Talk about making the victim pay…
On December 11, as the Trump administration was escalating its military campaign against Venezuela by trying to impose a total siege on the country’s oil and gas sector, the US oilfield services company Halliburton quietly filed a suit against Venezuela at the World Bank’s international arbitration court, ICSID.
Long-standing readers are well-versed on investor-state dispute settlements (ISDS), a topic we’ve covered in depth over the past decade or so. As Yves pointed out in a recent post on Russia’s decision to use ISDS to go after the EU’s attempts to permanently confiscate Russian assets, the judgments made in these dispute settlements overwhelmingly benefit investors:
These treaties, designed to override the laws and regulations of states in order to give protected status to investors, make a mockery of national sovereignity. ISDS disputes draw on a small community of arbitrators, many of whom were involved in drafting ISDS treaty provisions, with hearing held in secret and typically not appealable. The rising (and correct) perception that the rules were gutting labor rights and environmental protection was instrumental to stopping their reach being extended further in the US. But it seems no existing ISDS provisions have been unwound.
What makes this case particularly pernicious is that a large part of the losses and foregone profits Halliburton is seeking to claw back stems from Washington’s economic sanctions on Venezuela. What’s more, the case was filed at the World Bank’s International Centre for Settlement of Investment Disputes, to which Venezuela has not even been party since 2012.
The move serves as a reminder of just how difficult it is for nation states to extricate themselves from the ISDS commitments established in many bilateral trade treaties, despite the clear threat they pose to national sovereignty. Latin America has been one of the most important sources of income for (mostly Western) corporations seeking legal damages against national governments, as well as their highly paid arbitration lawyers.

#### [Written exercise 1]
Retype, word for word, the rows from the line containing "Where can the gray" up to and including the line containing "Target: gray sweatpants".

Saved entries
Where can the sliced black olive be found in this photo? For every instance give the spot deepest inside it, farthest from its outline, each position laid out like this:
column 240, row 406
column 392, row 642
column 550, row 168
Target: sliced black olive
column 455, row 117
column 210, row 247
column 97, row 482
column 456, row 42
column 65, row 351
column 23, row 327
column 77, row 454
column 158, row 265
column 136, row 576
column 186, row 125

...

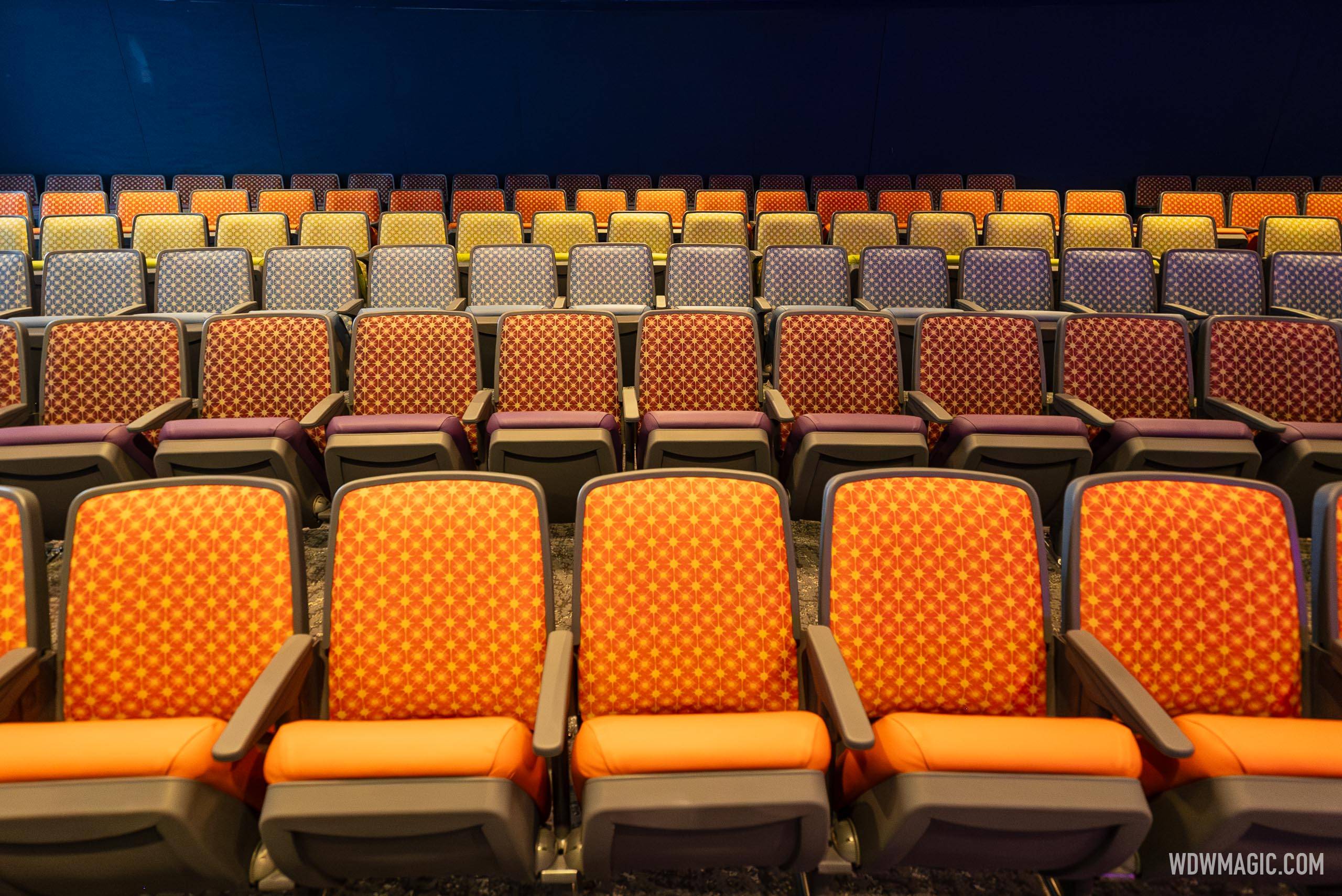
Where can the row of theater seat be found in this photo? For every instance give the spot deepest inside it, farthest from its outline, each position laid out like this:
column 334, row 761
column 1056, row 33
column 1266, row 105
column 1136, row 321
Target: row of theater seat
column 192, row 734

* * *

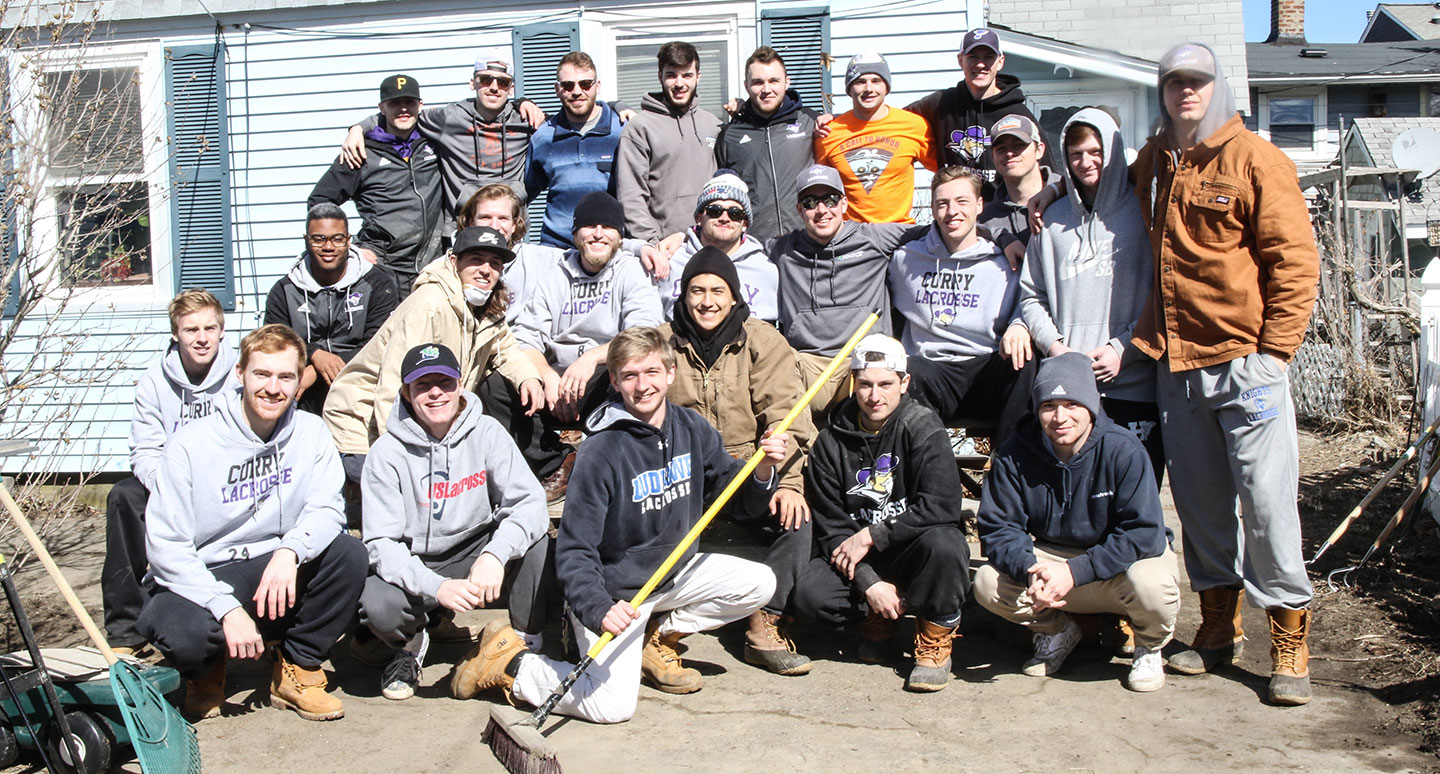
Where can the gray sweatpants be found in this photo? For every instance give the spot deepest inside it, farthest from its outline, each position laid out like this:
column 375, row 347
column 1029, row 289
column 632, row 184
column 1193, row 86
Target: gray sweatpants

#### [Written exercise 2]
Reproduce the article on Halliburton's suit against Venezuela verbatim from "What makes this" up to and including "party since 2012.".

#### [Exercise answer 1]
Where can the gray sweatpants be found in this photo? For every instance give the spot deepest inside it, farthest from its outline, each position laid out like this:
column 375, row 347
column 1029, row 289
column 632, row 184
column 1193, row 86
Target: gray sweatpants

#### [Exercise answer 2]
What makes this case particularly pernicious is that a large part of the losses and foregone profits Halliburton is seeking to claw back stems from Washington’s economic sanctions on Venezuela. What’s more, the case was filed at the World Bank’s International Centre for Settlement of Investment Disputes, to which Venezuela has not even been party since 2012.